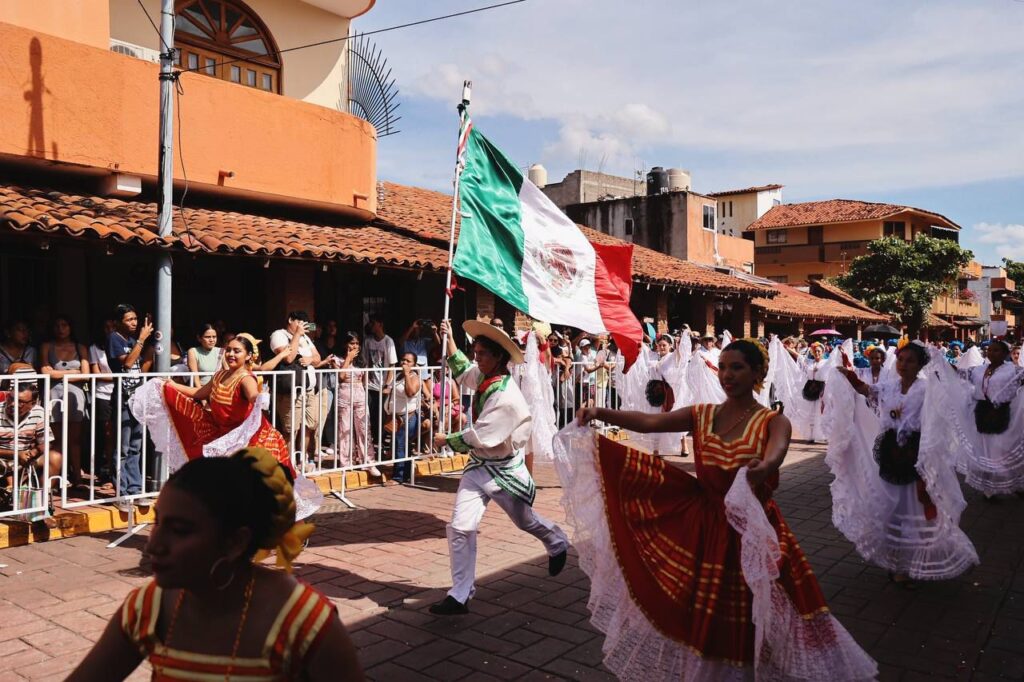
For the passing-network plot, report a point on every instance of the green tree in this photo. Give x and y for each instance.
(1015, 270)
(901, 279)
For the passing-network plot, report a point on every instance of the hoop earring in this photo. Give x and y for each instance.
(213, 568)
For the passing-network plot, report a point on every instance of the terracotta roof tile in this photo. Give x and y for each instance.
(762, 187)
(836, 210)
(26, 209)
(832, 291)
(795, 303)
(428, 214)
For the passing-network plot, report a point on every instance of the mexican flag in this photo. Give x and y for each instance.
(517, 244)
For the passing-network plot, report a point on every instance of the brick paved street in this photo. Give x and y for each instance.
(385, 562)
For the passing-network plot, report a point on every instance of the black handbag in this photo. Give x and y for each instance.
(991, 418)
(897, 464)
(813, 389)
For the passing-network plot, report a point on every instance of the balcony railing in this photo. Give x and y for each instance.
(948, 305)
(98, 111)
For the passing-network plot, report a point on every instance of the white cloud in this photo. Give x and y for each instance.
(830, 96)
(1008, 240)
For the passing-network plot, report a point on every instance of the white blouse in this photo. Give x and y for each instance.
(896, 410)
(1000, 387)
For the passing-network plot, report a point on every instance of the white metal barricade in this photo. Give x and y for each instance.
(25, 468)
(367, 432)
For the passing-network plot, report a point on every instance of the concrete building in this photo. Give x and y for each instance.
(738, 208)
(1000, 306)
(796, 244)
(677, 223)
(583, 186)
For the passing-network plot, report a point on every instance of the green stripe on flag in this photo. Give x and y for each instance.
(491, 239)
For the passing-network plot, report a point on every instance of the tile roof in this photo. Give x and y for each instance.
(836, 210)
(210, 230)
(428, 215)
(745, 190)
(828, 290)
(794, 303)
(412, 231)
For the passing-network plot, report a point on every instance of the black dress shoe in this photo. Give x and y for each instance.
(557, 562)
(450, 606)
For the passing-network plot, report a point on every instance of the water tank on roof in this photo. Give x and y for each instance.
(538, 175)
(657, 181)
(679, 179)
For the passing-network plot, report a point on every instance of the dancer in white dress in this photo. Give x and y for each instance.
(983, 409)
(894, 496)
(801, 385)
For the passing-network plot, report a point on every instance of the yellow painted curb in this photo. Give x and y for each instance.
(101, 518)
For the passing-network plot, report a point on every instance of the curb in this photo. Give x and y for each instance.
(102, 518)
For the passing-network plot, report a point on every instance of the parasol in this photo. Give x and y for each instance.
(882, 330)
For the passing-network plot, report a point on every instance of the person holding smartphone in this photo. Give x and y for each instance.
(125, 354)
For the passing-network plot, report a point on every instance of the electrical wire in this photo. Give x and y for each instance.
(178, 91)
(154, 25)
(368, 33)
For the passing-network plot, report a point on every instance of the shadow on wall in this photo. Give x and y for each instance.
(36, 145)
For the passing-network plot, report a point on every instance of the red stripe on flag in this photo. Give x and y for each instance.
(613, 286)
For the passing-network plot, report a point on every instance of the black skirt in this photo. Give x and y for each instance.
(990, 418)
(897, 464)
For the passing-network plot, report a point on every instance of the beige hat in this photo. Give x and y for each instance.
(476, 329)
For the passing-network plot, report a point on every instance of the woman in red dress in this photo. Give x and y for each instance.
(183, 429)
(700, 578)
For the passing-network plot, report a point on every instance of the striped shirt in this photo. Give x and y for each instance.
(31, 429)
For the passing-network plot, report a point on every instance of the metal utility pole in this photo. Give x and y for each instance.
(166, 181)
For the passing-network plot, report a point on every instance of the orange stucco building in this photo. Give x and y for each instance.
(796, 244)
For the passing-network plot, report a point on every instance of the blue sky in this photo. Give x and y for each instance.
(918, 101)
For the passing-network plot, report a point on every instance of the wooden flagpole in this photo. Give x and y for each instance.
(465, 126)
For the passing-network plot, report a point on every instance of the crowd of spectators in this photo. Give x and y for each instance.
(384, 400)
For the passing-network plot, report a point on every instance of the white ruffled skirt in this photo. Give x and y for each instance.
(788, 646)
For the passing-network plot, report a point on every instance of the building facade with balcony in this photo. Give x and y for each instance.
(278, 206)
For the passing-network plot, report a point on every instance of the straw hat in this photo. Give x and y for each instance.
(476, 329)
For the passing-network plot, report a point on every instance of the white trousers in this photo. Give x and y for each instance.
(477, 487)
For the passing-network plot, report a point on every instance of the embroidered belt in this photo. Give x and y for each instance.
(506, 472)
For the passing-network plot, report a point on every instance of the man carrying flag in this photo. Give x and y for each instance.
(497, 470)
(518, 245)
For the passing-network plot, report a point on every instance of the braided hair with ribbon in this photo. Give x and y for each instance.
(252, 489)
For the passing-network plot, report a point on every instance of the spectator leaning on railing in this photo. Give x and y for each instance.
(15, 347)
(103, 413)
(311, 406)
(378, 351)
(124, 352)
(205, 358)
(64, 356)
(403, 409)
(27, 427)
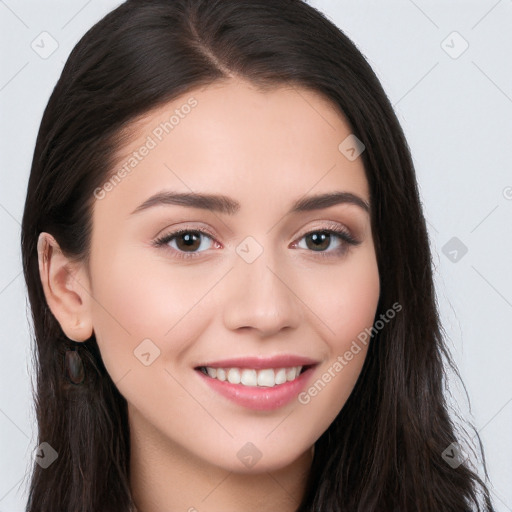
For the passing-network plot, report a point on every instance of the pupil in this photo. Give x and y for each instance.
(189, 239)
(320, 239)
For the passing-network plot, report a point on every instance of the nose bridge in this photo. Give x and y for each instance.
(259, 293)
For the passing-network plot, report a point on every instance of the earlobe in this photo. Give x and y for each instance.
(66, 288)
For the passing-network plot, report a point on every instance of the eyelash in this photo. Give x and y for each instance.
(343, 235)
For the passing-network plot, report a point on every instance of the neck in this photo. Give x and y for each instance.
(164, 477)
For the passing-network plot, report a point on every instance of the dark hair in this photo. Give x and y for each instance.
(383, 452)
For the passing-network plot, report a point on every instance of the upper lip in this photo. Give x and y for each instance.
(279, 361)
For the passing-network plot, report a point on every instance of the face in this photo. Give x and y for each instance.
(230, 339)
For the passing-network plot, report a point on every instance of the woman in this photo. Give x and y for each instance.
(230, 276)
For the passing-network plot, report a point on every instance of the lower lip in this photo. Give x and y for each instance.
(259, 398)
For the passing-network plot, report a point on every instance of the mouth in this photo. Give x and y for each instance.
(255, 377)
(258, 383)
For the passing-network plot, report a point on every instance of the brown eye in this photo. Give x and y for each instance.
(186, 242)
(319, 241)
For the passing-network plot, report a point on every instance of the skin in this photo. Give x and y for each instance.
(265, 150)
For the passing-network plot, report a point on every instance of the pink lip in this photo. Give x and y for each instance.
(259, 398)
(258, 363)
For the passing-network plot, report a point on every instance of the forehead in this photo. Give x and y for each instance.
(262, 146)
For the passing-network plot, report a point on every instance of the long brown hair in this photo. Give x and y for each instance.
(384, 450)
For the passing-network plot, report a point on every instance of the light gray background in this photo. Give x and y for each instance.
(456, 111)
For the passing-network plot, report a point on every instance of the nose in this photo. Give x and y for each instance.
(260, 296)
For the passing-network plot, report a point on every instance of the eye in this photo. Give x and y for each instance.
(185, 242)
(322, 239)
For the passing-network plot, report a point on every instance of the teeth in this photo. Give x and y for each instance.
(234, 376)
(267, 377)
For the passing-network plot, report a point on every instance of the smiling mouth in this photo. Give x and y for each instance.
(251, 377)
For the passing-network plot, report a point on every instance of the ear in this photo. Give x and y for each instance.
(66, 287)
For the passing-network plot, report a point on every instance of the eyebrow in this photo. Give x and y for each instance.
(224, 204)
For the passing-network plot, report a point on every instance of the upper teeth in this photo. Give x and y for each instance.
(268, 377)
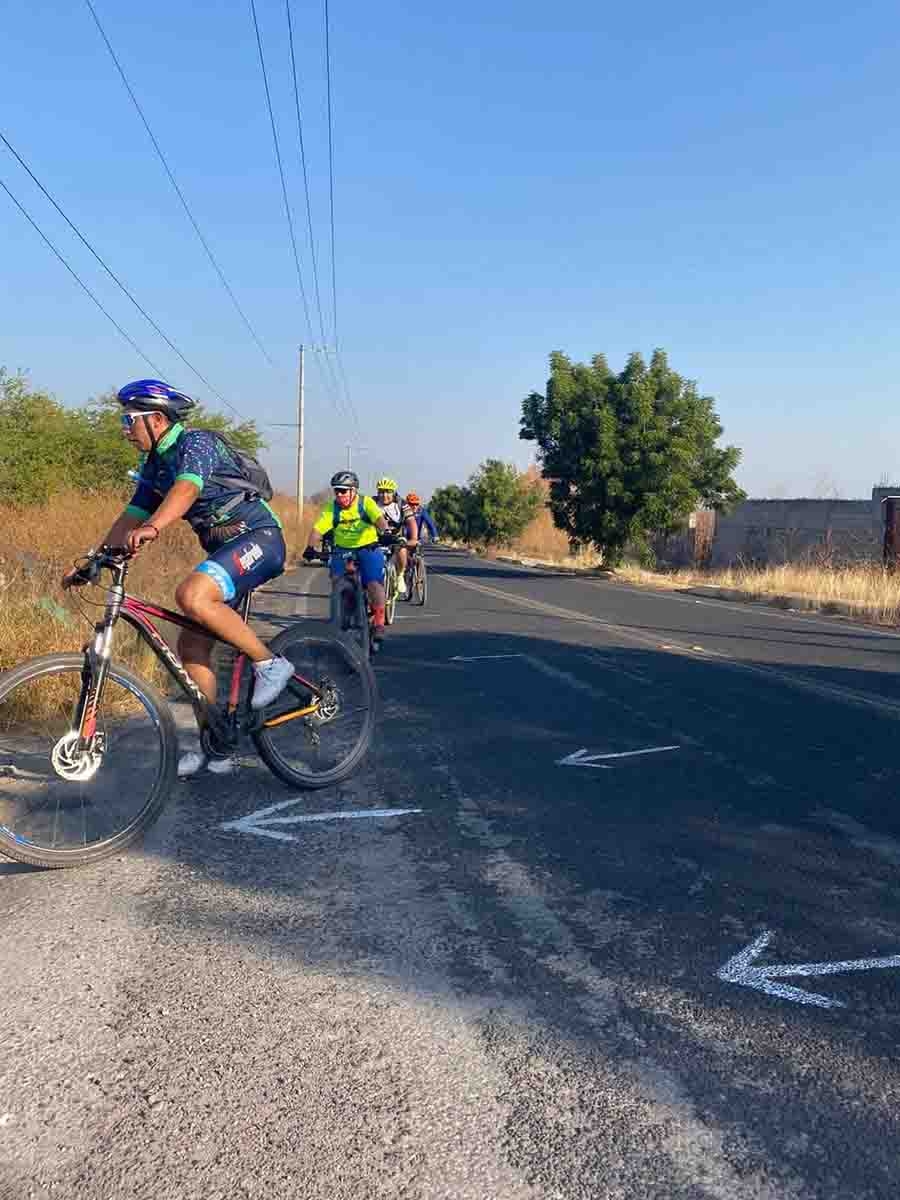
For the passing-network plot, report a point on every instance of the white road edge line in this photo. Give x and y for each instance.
(803, 683)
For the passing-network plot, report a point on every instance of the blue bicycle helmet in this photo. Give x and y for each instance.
(155, 396)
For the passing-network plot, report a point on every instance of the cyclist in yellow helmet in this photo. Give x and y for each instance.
(401, 521)
(357, 523)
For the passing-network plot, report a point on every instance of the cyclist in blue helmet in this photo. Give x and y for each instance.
(195, 475)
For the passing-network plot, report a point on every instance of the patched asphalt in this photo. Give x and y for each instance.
(514, 993)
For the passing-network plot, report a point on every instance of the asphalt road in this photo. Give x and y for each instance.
(516, 991)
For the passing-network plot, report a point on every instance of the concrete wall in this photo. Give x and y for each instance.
(802, 531)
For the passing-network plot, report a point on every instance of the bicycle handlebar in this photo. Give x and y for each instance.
(95, 562)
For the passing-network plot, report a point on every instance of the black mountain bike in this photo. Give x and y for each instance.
(349, 611)
(89, 749)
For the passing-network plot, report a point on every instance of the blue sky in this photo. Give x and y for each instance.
(510, 179)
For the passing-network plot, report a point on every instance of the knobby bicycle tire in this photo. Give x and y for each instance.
(421, 582)
(355, 630)
(159, 712)
(263, 738)
(390, 593)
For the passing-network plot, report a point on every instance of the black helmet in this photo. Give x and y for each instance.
(345, 479)
(155, 396)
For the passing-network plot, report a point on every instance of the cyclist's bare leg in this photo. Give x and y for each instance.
(199, 598)
(376, 594)
(376, 599)
(196, 652)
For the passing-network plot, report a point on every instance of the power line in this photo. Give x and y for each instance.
(331, 211)
(180, 195)
(306, 177)
(329, 369)
(79, 281)
(281, 167)
(335, 394)
(109, 271)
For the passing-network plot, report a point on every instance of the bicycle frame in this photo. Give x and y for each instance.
(141, 615)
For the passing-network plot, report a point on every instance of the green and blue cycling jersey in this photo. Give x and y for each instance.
(222, 510)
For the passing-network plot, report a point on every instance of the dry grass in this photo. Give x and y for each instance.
(39, 545)
(543, 541)
(871, 594)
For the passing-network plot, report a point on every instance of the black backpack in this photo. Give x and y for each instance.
(252, 473)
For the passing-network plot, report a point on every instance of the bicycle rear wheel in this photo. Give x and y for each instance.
(60, 808)
(328, 745)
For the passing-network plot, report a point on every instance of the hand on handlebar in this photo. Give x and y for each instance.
(139, 537)
(88, 569)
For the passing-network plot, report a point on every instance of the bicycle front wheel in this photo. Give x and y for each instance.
(327, 745)
(390, 593)
(420, 586)
(60, 807)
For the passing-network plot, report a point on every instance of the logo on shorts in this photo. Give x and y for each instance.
(249, 558)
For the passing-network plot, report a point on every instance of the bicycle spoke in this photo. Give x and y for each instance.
(59, 797)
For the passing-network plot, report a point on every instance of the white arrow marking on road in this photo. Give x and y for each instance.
(582, 759)
(258, 822)
(478, 658)
(741, 970)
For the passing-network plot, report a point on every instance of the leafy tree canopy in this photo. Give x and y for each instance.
(495, 508)
(627, 455)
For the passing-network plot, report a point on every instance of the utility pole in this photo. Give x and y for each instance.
(300, 437)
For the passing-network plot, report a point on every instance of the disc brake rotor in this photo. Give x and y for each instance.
(73, 765)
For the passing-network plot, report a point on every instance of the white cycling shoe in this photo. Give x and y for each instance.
(270, 679)
(193, 762)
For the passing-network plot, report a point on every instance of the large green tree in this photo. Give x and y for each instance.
(46, 447)
(627, 455)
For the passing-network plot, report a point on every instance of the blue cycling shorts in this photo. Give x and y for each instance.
(371, 563)
(244, 563)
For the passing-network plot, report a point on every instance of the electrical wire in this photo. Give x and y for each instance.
(306, 177)
(281, 168)
(79, 281)
(329, 384)
(328, 370)
(109, 271)
(180, 195)
(351, 406)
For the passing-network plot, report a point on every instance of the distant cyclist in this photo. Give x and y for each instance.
(355, 522)
(193, 474)
(401, 522)
(423, 517)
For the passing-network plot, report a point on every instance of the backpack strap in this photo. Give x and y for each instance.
(360, 513)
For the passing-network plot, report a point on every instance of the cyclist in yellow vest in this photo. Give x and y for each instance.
(357, 523)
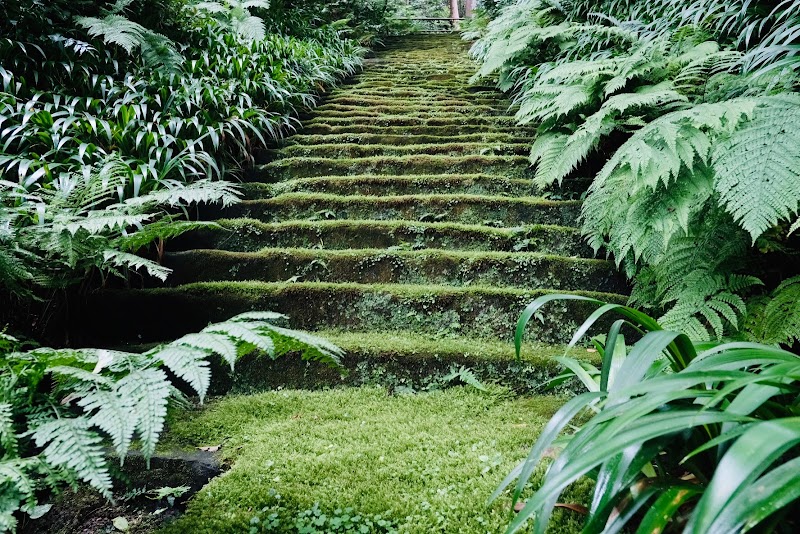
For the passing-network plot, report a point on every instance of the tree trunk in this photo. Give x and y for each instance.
(468, 7)
(454, 12)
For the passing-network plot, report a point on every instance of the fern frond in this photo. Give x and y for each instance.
(8, 435)
(781, 321)
(148, 391)
(758, 166)
(115, 29)
(70, 443)
(551, 102)
(309, 346)
(187, 363)
(133, 262)
(215, 343)
(200, 192)
(113, 414)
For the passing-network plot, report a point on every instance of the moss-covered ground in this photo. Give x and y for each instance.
(418, 463)
(401, 223)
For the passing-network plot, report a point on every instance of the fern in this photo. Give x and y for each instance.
(236, 15)
(70, 444)
(758, 166)
(464, 375)
(157, 50)
(72, 400)
(780, 322)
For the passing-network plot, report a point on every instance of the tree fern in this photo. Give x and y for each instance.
(157, 50)
(758, 166)
(236, 15)
(69, 443)
(58, 406)
(780, 322)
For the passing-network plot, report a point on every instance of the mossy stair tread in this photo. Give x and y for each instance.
(483, 312)
(388, 138)
(429, 266)
(402, 207)
(440, 130)
(394, 185)
(252, 235)
(356, 150)
(475, 209)
(306, 167)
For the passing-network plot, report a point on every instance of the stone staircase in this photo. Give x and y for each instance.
(399, 222)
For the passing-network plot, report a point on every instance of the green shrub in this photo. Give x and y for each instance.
(702, 438)
(690, 106)
(59, 408)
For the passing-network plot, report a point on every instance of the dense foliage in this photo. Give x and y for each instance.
(115, 116)
(690, 109)
(58, 408)
(702, 438)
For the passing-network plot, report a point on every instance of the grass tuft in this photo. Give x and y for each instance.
(425, 463)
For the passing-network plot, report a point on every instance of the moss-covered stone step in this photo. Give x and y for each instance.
(447, 130)
(249, 235)
(390, 121)
(398, 116)
(370, 184)
(524, 270)
(482, 312)
(492, 138)
(399, 359)
(434, 102)
(396, 109)
(307, 167)
(421, 93)
(469, 209)
(358, 150)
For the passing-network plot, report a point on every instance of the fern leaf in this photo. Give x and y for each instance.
(134, 262)
(111, 413)
(8, 435)
(115, 29)
(70, 443)
(216, 343)
(187, 363)
(245, 332)
(311, 347)
(148, 391)
(200, 192)
(96, 222)
(781, 321)
(758, 167)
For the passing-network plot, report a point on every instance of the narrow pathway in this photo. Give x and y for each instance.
(400, 221)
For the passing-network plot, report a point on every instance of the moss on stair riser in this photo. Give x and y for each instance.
(246, 235)
(285, 169)
(404, 140)
(333, 110)
(390, 121)
(352, 150)
(430, 102)
(451, 130)
(525, 271)
(435, 310)
(411, 117)
(418, 371)
(451, 208)
(476, 184)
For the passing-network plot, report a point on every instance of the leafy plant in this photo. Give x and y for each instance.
(58, 407)
(698, 437)
(694, 142)
(55, 237)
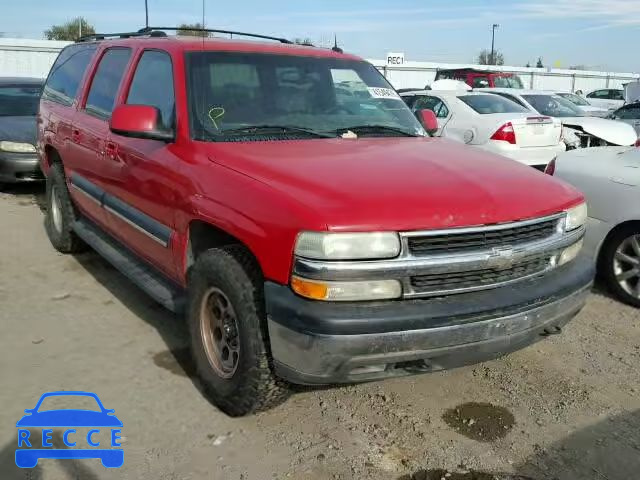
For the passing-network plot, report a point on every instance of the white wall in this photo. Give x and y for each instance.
(28, 58)
(419, 74)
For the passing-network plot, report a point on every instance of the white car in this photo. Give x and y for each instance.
(580, 131)
(610, 179)
(584, 106)
(609, 98)
(492, 123)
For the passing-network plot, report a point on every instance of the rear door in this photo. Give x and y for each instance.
(92, 170)
(143, 194)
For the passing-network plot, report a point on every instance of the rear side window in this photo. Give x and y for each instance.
(152, 85)
(102, 94)
(67, 72)
(487, 104)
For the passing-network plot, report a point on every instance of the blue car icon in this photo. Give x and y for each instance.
(68, 419)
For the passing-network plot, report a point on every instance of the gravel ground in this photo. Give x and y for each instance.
(565, 408)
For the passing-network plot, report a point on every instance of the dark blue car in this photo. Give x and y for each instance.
(69, 418)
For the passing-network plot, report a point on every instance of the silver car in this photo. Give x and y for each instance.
(610, 179)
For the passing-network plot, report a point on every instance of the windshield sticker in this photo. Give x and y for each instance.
(215, 114)
(377, 92)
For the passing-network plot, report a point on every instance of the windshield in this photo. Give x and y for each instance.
(287, 97)
(19, 100)
(573, 98)
(553, 105)
(486, 104)
(512, 81)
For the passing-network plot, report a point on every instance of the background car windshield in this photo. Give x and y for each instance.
(19, 101)
(573, 98)
(553, 105)
(69, 402)
(507, 82)
(486, 104)
(234, 90)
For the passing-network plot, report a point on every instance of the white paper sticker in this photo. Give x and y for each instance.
(378, 92)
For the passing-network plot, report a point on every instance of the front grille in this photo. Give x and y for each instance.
(481, 239)
(445, 282)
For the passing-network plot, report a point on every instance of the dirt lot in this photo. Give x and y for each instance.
(565, 408)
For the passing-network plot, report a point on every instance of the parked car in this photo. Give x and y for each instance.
(580, 131)
(584, 106)
(492, 123)
(19, 99)
(628, 114)
(309, 237)
(477, 78)
(610, 179)
(609, 98)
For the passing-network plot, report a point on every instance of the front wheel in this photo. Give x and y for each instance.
(620, 264)
(227, 324)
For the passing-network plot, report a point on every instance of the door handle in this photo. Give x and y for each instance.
(111, 150)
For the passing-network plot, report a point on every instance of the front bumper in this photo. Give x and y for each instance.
(324, 343)
(19, 167)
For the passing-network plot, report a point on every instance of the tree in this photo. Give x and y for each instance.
(192, 29)
(70, 31)
(303, 41)
(484, 58)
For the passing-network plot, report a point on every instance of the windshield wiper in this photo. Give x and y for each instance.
(375, 129)
(275, 129)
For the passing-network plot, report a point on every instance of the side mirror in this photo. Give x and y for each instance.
(138, 121)
(428, 120)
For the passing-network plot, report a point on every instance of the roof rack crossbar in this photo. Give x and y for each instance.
(103, 36)
(212, 30)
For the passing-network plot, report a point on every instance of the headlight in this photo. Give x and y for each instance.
(16, 147)
(576, 217)
(347, 246)
(346, 291)
(570, 253)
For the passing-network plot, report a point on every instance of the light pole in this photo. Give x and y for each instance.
(493, 43)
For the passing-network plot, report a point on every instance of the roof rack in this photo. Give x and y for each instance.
(159, 32)
(212, 30)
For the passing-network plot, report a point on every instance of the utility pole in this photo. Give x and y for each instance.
(492, 60)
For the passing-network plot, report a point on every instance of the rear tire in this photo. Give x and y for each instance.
(61, 214)
(620, 264)
(229, 339)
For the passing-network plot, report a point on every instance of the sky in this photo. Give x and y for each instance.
(600, 34)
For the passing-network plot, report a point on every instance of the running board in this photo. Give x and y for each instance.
(147, 278)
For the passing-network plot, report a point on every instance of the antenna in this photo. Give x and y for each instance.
(336, 48)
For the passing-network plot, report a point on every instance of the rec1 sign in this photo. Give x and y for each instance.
(395, 59)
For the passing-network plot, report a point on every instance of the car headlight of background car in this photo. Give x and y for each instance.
(16, 147)
(576, 217)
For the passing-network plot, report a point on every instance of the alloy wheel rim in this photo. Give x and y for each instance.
(56, 209)
(219, 331)
(626, 265)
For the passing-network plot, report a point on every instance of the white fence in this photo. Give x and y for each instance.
(33, 58)
(419, 74)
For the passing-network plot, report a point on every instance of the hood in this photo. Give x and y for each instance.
(612, 131)
(69, 418)
(18, 129)
(632, 92)
(397, 183)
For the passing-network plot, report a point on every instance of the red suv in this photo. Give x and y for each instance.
(288, 201)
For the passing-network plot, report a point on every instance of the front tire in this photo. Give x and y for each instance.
(61, 214)
(620, 264)
(228, 332)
○ ○ ○
In the records above, copy exactly the lines from the one that contains "of the antenna" through the last, and nothing else.

For the passing-network plot, report a point on every instance of the antenna in this photo. Give x and y for each instance.
(336, 48)
For the passing-network plot, report a point on every instance of the rec1 sign in this photo. Give x and y for each instance.
(395, 59)
For the passing-network plot, report a point on every instance of the car headlight of background car in this photo. Give x and y for each instance.
(16, 147)
(576, 217)
For the passing-network plot, report a point on every instance of the alloy wheel rim in this photo. Give x and y for each instance.
(56, 209)
(219, 331)
(626, 265)
For the passing-network plot, report a point on every instance of the white fence in this photo. Give x and y for each instance.
(33, 58)
(419, 74)
For the passing-network plot, report a point on every instance of the hood in this photo. Give x and y for each instance.
(612, 131)
(69, 418)
(18, 129)
(632, 92)
(397, 183)
For the passing-network plot, report a point on every instance of the red suv in this photo. Give x and y for each instance.
(288, 201)
For the passing-network plot, report a point on every instance of the front tire in this photo. Give x and y for each instance.
(61, 214)
(620, 264)
(228, 332)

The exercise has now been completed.